**TUGAS A**.
Jawablah pertanyaan berikut berdasarkan kutipan tentang penjelasan hadits witir.
(i) Apa hukum shalat witir menurut kutipan?
(ii) Berapa nama yang dimiliki Allah menurut sabda yang diriwayatkan Abu Hurairah?
(iii) Dari thabaqah keberapa 'Ashim bin Dhamrah menurut "At-Taqriib"?

**KUTIPAN**.
◇ ◇ ◇ ◇ ◇ ◇ ◇

Ibnu Hajar berkata dalam kitabnya “At-Taqriib”:

عاصم بن ضَمْرة السَّلولي الكوفي، صدوق، من الثالثة، مات سنة أربع وسبعين (4).

“‘Ashim bin Dhamrah As-Saluliy Al-Kufiy, shaduq, dari thabaqah ketiga, wafat tahun 174 hijriyah, haditsnya diriwayatkan oleh penusil sunan yang empat (Abu Daud, Tirmidziy, An-Nasa’iy, dan Ibnu Majah).”

Penjelasan singkat hadits ini:

1.      Biografi Ali bin Abi Thalib radhiyallahu ‘anhu.

Lihat: Keistimewaan Ali bin Abi Thalib

2.      Shalat witir tidak wajib, akan tetapi sunnah.

3.      Al-Witr adalah nama Allah yang husnaa.

Abu Hurairah radhiyallahu 'anhu berkata: Rasulullah shallallahu ‘alaihi wasallam bersabda:

«لِلَّهِ تِسْعَةٌ وَتِسْعُونَ اسْمًا، مِائَةٌ إِلَّا وَاحِدًا، لاَ يَحْفَظُهَا أَحَدٌ إِلَّا دَخَلَ الجَنَّةَ، وَهُوَ وَتْرٌ يُحِبُّ الوَتْرَ» [صحيح البخاري ومسلم]

"Allah memiliki sembilan puluh sembilan nama, seratus kurang satu, tidaklah seseorang menghafalnya melainkan ia akan masuk surga, dan Dia adalah witir dan menyukai yang ganjil." [Shahih Bukhari dan Muslim]

4.      Allah “Al-Witr” artinya:

Ibnu Atsir -rahimahullah- (606H) berkata:

الْوِتْرُ: الفَرْدُ، وتُكْسَر وَاوهُ وتُفْتَح. فاللَّه واحدٌ فِي ذَاتِهِ، لَا يَقْبل الانْقسام والتَّجْزِئة، واحدٌ فِي صِفَاتِهِ، فَلَا شِبْهَ لَهُ وَلَا مِثْلَ، وَاحِدٌ فِي أفْعالهِ، فَلَا شَرِيكَ لَهُ وَلَا مُعِينَ. [النهاية في غريب الحديث والأثر (5/ 147)]

“Al-Witri artinya Yang satu, dikasrah huruf wawu-nya atau difathah. Maka Allah itu satu pada dzatnya, tidak terpecah dan terpisah, satu dalam sifatnya tidak ada yang serupa dengannya dan tidak ada yang mirip, satu dalam perbuatannya maka tidak ada sekutu baginya dan tidak ada penolong”. [An-Nihayah]

5.      Allah mencintai sesuatu yang ganjil.

◇ ◇ ◇ ◇ ◇ ◇ ◇

**TUGAS B**. Ambil dari entri di bawah setiap baris yang memuat kata "rotor". Huruf besar dan kecil dibedakan.

Contoh pelabelan titik

◇ ◇ ◇ ◇ ◇ ◇ ◇

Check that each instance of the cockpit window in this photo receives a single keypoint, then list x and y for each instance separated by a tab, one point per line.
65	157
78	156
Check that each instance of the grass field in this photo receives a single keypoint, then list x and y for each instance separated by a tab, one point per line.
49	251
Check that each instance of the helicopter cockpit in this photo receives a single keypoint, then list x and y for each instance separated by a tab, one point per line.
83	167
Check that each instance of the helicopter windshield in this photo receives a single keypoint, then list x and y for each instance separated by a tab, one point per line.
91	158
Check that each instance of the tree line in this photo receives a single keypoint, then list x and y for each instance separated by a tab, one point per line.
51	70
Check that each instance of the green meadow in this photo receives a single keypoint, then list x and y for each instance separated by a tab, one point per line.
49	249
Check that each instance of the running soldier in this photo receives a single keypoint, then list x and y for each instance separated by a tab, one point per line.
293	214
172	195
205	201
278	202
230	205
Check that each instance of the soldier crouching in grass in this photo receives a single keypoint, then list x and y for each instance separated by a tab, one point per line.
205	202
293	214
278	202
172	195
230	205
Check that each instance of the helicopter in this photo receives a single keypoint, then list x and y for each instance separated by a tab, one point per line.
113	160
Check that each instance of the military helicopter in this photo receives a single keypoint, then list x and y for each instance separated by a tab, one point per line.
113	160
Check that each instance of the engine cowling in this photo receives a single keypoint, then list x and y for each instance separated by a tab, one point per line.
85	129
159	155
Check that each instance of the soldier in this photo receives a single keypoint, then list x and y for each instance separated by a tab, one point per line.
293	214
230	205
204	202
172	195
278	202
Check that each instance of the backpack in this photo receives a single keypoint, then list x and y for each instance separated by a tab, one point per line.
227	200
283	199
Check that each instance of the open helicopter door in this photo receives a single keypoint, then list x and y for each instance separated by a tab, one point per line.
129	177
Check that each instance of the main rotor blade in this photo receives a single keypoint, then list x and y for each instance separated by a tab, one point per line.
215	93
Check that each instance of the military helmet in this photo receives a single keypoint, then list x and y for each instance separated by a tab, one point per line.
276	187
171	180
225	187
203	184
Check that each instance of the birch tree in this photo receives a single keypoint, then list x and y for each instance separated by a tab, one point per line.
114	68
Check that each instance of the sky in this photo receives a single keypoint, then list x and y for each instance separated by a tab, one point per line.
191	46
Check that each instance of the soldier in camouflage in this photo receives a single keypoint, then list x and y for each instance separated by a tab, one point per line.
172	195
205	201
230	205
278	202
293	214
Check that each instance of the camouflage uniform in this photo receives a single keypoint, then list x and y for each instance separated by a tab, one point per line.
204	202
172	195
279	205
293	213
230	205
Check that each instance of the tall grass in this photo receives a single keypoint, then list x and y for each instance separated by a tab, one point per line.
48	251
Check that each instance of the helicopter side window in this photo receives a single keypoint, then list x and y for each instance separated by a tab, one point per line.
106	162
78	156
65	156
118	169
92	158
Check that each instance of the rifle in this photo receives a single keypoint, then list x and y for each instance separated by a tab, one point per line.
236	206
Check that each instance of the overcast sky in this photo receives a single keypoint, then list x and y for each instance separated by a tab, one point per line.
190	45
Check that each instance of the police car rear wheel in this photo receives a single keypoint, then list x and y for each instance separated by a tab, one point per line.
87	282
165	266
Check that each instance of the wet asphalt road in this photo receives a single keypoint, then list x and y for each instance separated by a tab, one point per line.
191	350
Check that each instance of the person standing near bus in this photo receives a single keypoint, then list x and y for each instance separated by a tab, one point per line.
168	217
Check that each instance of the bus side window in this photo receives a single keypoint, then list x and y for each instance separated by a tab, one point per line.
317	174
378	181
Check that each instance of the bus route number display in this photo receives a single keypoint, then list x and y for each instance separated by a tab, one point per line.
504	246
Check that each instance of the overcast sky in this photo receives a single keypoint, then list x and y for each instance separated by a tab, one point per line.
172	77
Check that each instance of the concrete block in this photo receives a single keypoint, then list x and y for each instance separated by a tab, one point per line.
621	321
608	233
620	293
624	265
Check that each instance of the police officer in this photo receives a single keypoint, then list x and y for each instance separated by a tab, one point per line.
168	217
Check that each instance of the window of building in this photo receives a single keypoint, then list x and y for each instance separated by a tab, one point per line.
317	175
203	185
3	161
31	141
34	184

◇ ◇ ◇ ◇ ◇ ◇ ◇

**PENYELESAIAN A**.
(i) Shalat witir tidak wajib, akan tetapi sunnah.
(ii) Allah memiliki sembilan puluh sembilan nama, yaitu seratus kurang satu.
(iii) 'Ashim bin Dhamrah berasal dari thabaqah ketiga.

**PENYELESAIAN B**.
Check that each instance of the main rotor blade in this photo receives a single keypoint, then list x and y for each instance separated by a tab, one point per line.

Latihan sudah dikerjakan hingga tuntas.